[WHAT YOU HAVE TO DO]:
Your job is to copy the data that follows exactly, every line included.

DATA EXTRACTS START

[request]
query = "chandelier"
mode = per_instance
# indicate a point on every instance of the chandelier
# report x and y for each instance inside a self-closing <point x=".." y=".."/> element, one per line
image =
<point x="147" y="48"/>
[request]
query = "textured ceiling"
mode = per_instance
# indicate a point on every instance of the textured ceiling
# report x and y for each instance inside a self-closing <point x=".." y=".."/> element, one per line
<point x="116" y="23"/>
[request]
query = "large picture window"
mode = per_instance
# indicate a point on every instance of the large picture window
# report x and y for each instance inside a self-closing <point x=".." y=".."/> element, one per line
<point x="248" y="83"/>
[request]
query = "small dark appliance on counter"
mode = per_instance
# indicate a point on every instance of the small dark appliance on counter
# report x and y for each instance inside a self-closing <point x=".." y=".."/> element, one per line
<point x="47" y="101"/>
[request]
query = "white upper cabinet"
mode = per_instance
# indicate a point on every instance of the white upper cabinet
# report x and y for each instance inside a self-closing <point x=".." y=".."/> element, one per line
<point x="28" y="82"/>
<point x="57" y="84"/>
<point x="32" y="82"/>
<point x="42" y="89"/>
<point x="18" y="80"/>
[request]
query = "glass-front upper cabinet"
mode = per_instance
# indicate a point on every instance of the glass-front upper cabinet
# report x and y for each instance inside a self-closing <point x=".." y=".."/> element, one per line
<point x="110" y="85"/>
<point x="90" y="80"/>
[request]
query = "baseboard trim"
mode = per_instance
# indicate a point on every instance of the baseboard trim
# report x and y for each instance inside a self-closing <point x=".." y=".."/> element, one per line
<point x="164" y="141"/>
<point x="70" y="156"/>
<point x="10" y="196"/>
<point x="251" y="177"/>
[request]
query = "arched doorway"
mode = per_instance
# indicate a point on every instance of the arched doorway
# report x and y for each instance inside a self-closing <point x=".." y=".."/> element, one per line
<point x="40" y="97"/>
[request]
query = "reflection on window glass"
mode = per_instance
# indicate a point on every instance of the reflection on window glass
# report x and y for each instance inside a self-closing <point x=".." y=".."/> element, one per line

DATA EXTRACTS END

[TASK RESPONSE]:
[request]
query = "chandelier"
mode = per_instance
# indicate a point on every instance of the chandelier
# report x and y for each instance inside a self-closing <point x=".." y=".."/> element, one per line
image =
<point x="147" y="48"/>
[request]
query = "textured ceiling"
mode = per_instance
# indicate a point on every instance of the textured ceiling
# report x and y for each instance inside a self-closing <point x=".." y=".."/> element, one per line
<point x="116" y="23"/>
[request]
query = "large picture window"
mode = per_instance
# indicate a point on every instance of the large picture window
# report x and y for each instance inside a self-closing <point x=".." y=".."/> element, one per line
<point x="248" y="83"/>
[request]
query = "small dark appliance on counter"
mode = per_instance
# indicate a point on every instance of the small dark appliance on counter
# report x and y for each instance inside a self-closing <point x=".." y=".."/> element, one per line
<point x="47" y="101"/>
[request]
query = "white upper cabinet"
mode = per_instance
# indicate a point on every instance of the white upper cabinet
# report x and y for each instance inside a self-closing <point x=".." y=".."/> element, one per line
<point x="28" y="82"/>
<point x="57" y="84"/>
<point x="32" y="82"/>
<point x="42" y="89"/>
<point x="18" y="80"/>
[request]
query = "glass-front upper cabinet"
mode = per_instance
# indicate a point on every instance of the glass-front upper cabinet
# report x and y for each instance inside a self-closing <point x=".." y=".."/> element, one per line
<point x="110" y="85"/>
<point x="90" y="80"/>
[request]
query = "baseboard trim"
mode = per_instance
# indicate a point on every instance of the baseboard trim
# report x and y for each instance inside a self-closing <point x=".." y=".."/> element, one per line
<point x="164" y="141"/>
<point x="70" y="156"/>
<point x="10" y="196"/>
<point x="251" y="177"/>
[request]
query = "arched doorway"
mode = per_instance
# indicate a point on every instance of the arched doorway
# report x and y for each instance inside a self-closing <point x=".." y=".."/> element, one per line
<point x="40" y="97"/>
[request]
query = "reflection on window glass"
mode = per_instance
# indicate a point on every instance of the reflection on window glass
# report x and y for each instance inside a self-closing <point x=".." y=".."/> element, one per line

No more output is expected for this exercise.